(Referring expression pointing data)
+++

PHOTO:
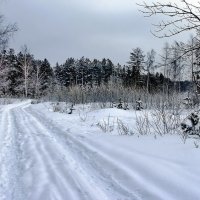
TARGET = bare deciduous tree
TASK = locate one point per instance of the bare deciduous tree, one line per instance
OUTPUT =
(6, 31)
(177, 18)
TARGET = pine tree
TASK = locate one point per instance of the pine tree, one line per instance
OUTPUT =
(135, 65)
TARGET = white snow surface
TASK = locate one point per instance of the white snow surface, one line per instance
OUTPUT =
(56, 156)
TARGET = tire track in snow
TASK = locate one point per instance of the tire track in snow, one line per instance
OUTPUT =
(10, 168)
(64, 176)
(99, 178)
(57, 182)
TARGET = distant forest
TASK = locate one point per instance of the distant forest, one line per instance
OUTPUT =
(23, 75)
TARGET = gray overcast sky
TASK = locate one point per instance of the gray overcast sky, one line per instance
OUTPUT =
(58, 29)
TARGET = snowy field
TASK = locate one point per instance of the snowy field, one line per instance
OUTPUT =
(47, 155)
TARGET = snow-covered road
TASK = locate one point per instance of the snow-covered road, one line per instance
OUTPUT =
(39, 160)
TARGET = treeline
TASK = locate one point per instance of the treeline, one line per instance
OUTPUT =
(23, 75)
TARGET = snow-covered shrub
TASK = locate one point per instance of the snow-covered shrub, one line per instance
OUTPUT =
(139, 104)
(191, 125)
(35, 101)
(106, 125)
(56, 107)
(71, 109)
(157, 122)
(122, 128)
(120, 104)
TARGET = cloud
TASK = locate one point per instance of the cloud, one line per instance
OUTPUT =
(91, 28)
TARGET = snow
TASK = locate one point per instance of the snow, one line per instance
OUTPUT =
(48, 155)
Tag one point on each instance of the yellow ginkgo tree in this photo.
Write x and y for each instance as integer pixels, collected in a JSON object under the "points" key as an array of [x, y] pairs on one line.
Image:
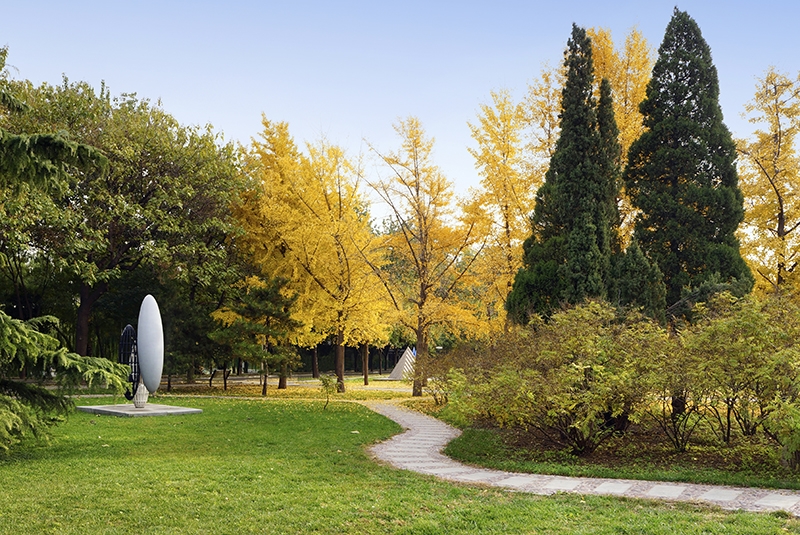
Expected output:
{"points": [[428, 248], [769, 176], [307, 221], [504, 200]]}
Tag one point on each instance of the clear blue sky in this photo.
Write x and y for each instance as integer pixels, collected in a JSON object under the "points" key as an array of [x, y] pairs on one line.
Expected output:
{"points": [[348, 70]]}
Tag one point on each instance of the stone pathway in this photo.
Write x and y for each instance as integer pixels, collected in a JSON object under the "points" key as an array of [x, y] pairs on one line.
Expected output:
{"points": [[419, 449]]}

+++

### What is being asked
From the records above, copy out the line with "TARGET = snow-covered road", the line with "TARGET = snow-covered shrub", and every line between them, word for word.

### Answer box
TARGET = snow-covered road
TASK = locate one point per instance of the snow-covered road, one line per instance
OUTPUT =
(39, 160)
TARGET = treeline
TASK = locate one point per instance of the treeline, one line per instance
OUTPUT =
(23, 75)
TARGET = snow-covered shrub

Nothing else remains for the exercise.